:: Source data ::
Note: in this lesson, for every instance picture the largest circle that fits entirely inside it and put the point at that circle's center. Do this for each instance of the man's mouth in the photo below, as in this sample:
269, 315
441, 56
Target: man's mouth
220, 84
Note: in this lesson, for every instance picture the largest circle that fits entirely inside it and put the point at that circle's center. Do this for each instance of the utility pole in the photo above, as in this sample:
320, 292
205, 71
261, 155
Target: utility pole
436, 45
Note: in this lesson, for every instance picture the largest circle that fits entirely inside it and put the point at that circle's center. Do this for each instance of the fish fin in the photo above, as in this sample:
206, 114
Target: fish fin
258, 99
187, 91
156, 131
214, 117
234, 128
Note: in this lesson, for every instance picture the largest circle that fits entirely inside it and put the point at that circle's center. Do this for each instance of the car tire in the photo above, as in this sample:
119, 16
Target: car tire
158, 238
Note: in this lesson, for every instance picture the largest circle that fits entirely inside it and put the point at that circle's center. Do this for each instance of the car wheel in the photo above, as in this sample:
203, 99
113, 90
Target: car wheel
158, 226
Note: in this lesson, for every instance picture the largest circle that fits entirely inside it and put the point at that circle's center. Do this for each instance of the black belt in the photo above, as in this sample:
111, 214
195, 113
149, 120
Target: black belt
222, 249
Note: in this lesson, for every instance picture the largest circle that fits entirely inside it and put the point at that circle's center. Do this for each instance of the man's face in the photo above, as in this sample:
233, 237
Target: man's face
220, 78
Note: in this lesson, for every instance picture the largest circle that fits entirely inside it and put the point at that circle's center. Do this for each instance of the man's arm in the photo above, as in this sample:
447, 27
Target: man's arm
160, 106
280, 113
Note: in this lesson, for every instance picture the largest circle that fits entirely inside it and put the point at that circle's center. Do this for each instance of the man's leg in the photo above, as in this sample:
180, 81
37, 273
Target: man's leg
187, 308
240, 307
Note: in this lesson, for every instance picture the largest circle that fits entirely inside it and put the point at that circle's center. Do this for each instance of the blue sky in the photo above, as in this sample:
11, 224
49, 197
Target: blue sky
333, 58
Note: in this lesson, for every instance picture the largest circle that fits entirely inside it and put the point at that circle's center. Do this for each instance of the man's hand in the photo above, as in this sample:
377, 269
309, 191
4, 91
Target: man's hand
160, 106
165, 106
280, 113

:: Set task ::
Write out exactly the lines starting with the one that holds "the man's leg" and running through the last line above.

:: The reply ::
Note: in this lesson, for every instance picture the largest circle that fits entirely inside it and put the point at that circle's center. Do this for each instance of the man's leg in the photo above, as in this sample:
180, 81
37, 273
Target: man's leg
187, 308
240, 307
Note: in this lesson, for every instance picture the largest circle that fits entirely inside it and put the point at that circle's center. Do this for each instance of the blue sky in the photo above, as in this sample:
11, 224
49, 197
Target: blue sky
333, 58
Note: in this lesson, for every instance picture the largest circle that fits entirely inside it and put the point at that circle's center. Do this for each instance of the man's hand in the photo above, as in this sample:
377, 269
309, 191
4, 91
Target: man's hand
160, 106
165, 106
280, 113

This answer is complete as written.